Trecho da página >>
==================================================
De acordo com a tradição, Dionísio morria a cada inverno e renascia na primavera. Para seus seguidores, este renascimento cíclico, acompanhado pela renovação da terra com o reflorescer das plantas e a nova frutificação das árvores, personificavam a promessa da ressurreição de Dionísio. Os rituais anuais em homenagem à ressurreição de Dionísio gradualmente foram se desenvolvendo no drama grego, e importantes festivais eram celebrados em honra do deus, durante os quais grandes competições dramáticas eram conduzidas. O festival mais importante, as Dionisíacas, era celebrado em Atenas por cinco dias a cada primavera. Foi para estas celebrações que os dramaturgos Ésquilo, Sófocles, e Eurípides escreveram suas grandes tragédias. Por volta do século V a.C., Dionísio era também conhecido entre os gregos como Baco, um nome que se referia aos altos brados com os quais Dionísio era adorado nas orgias, ou mistérios dionisíacos. Estas celebrações frenéticas, que provavelmente se originaram em festivais primaveris, ocasionalmente traziam libertinagem e intoxicações.
Esta foi a forma de adoração pela qual Dionísio tornou-se popular no século II a.C., na Itália, onde os mistérios dionisíacos eram chamados de Bacanália. As indulgências das Bacanálias tornaram-se extrema, e as celebrações foram proibidas pelo Senado Romano em 186 a.C.. Entretanto, no século I d.C. os mistérios dionisíacos eram ainda populares, como se evidencia em representações encontradas em sarcófagos gregos.
Éolo
Nome de duas figuras mitológicas. Era melhor conhecido como o deus dos ventos. Vivia em Eólia, uma ilha flutuante, com seus seis filhos e seis filhas. Zeus tinha lhe dado o poder de acalmar e despertar os ventos. Quando o herói grego Odisseu (Ulisses) visitou Éolo, ele foi recebido como um convidado de honra. Como presente de Éolo, ao partir, Odisseu (Ulisses) recebeu dele um vento favorável e uma sacola de couro repleta com todos os ventos. Os marinheiros de Odisseu (Ulisses), pensando se tratar de uma sacola com ouro, abriram-na e a costa foi imediatamente varrida pelos ventos. Depois disso, Éolo se recusou a ajudá-los novamente. Outro Éolo na mitologia grega foi o rei da Tessália. Era o filho de Heleno, antepassado dos Helenos, os primeiros habitantes da Grécia. Éolo era o antepassado dos gregos Eólios.
==================================================
Entradas extraídas >>
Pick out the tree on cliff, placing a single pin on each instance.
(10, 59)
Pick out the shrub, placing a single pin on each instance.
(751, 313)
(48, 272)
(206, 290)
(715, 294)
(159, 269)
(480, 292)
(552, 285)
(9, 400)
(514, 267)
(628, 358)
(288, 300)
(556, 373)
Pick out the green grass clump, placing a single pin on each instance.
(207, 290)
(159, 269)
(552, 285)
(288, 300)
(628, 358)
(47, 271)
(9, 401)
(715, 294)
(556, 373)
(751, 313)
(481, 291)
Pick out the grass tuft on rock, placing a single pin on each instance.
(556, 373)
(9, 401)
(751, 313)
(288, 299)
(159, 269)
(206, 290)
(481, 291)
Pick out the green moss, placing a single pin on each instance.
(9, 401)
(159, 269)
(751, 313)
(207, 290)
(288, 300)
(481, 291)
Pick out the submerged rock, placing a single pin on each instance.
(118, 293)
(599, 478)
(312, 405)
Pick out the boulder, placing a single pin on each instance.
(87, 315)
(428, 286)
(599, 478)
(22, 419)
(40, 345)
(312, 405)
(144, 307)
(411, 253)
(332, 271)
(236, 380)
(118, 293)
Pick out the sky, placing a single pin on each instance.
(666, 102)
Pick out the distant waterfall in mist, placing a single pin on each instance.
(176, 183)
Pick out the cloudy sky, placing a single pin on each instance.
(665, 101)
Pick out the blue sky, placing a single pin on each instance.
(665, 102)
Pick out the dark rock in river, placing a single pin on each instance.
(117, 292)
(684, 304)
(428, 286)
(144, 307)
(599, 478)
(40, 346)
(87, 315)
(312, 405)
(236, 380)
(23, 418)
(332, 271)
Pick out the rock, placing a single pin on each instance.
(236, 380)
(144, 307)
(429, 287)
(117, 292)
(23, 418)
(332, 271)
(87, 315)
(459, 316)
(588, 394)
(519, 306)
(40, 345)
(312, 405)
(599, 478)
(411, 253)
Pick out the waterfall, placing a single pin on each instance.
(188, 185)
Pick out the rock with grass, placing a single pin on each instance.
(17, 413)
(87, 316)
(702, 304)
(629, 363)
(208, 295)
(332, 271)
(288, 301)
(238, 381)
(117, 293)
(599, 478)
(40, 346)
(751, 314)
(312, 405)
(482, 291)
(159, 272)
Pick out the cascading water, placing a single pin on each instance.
==================================================
Instruções das tarefas >>
(1) Responda às perguntas sobre o texto de mitologia grega:
(a) Por quantos dias as Dionisíacas eram celebradas em Atenas?
(b) Em que ano o Senado Romano proibiu as Bacanálias?
(c) Quem deu a Éolo o poder de acalmar e despertar os ventos?
(2) Prossiga com o texto de mitologia grega a partir da última frase.

Respostas das tarefas >>
(1)
(a) Por cinco dias, a cada primavera.
(b) Em 186 a.C.
(c) Zeus.

(2)
Eros
O deus do amor e relativo do Cupido romano. Na mitologia antiga, era representado como uma das forças primitivas da natureza, o filho do Caos, e a encarnação da harmonia e do poder criativo do universo. Logo, entretanto, passou a ser visto como um rapaz intenso e bonito, assistido por Pótos (“ânsia”) ou Hímero (“desejo”). Mais tarde a mitologia transformou-o no auxiliar constante de sua mãe, Afrodite, a deusa do amor. Na arte grega, Eros era retratado como um jovem alado, ligeiro e bonito, frequentemente com olhos cobertos para simbolizar a cegueira do amor. Às vezes ele carregava uma flor, mas mais comumente um arco de prata e flechas, com o qual ele atirava dardos de desejo contra o peito de deuses e homens. Nas lendas e na arte romana, Eros degenerou numa criança maligna e frequentemente era retratado como um bebê arqueiro.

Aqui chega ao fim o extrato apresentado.